Data entries:
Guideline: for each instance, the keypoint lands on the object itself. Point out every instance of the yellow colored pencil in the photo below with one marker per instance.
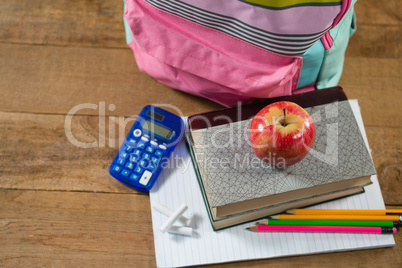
(344, 211)
(339, 217)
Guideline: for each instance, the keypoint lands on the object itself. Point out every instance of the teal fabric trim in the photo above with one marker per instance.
(332, 65)
(126, 26)
(312, 60)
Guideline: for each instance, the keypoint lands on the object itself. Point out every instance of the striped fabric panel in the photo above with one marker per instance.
(285, 44)
(285, 4)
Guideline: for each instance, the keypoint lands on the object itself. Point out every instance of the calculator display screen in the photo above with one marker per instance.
(157, 129)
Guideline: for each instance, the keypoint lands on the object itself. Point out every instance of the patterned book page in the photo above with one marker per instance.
(232, 173)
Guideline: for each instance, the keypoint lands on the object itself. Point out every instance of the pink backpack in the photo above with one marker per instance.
(232, 51)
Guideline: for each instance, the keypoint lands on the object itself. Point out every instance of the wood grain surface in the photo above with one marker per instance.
(59, 206)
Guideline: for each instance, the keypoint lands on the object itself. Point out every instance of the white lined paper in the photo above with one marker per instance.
(180, 185)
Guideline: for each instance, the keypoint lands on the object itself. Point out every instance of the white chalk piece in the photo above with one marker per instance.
(173, 218)
(168, 212)
(182, 230)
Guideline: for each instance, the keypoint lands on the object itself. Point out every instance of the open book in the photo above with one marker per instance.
(238, 187)
(178, 184)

## YOUR TASK
Please retype the records above exactly, excluding every picture.

## RESULT OF THIS EXERCISE
Guideline: for each instance, the keypoint lands on the object itself. Point out every instance of the yellow colored pencil in the photo below with one marker per instance.
(344, 211)
(339, 217)
Guideline: for each instance, the keypoint lands on the object itself. Point out every instance of the teal fabric trim in the photo above with one marker per instance.
(332, 65)
(126, 26)
(312, 60)
Guideline: for each instance, the keypoint lands on the object itself. Point out every instance of the striped fabric panel in the photo above with one marker per instance.
(285, 44)
(285, 4)
Guideline: for each instance, the keypoint lands on the object itself. Point out every instance of the calculator display screen in the photo above with one marker per instance.
(157, 129)
Guideline: for each instance, the keypoint lands on the object itself. Point out every instance of the patterned book page in the photo above with one marker per instance.
(232, 173)
Guideline: for each instance, the keypoint lands on the object itself. Point out every instance of the pink backpack in the photo above with one marker per instance.
(232, 51)
Guideline: for each instance, the keypoint lands on the object itself. Point out every instance of the wood grain surface in the photo above with one marker per instance.
(59, 206)
Guideline: for each instance, the keypoint lands on the object itself. Point out every instance of the white lined paper in the photo above with one marker per instance.
(180, 185)
Guideline: for each instance, the keypoint lands on the object itself. Point out every instance of the white chalk piece in the photo above with one marker per instance.
(173, 218)
(168, 212)
(182, 230)
Guideline: for each instance, the keypoint lands on the object itself. Point out every instance of the open book in the photo above with one marker per instance.
(238, 187)
(178, 184)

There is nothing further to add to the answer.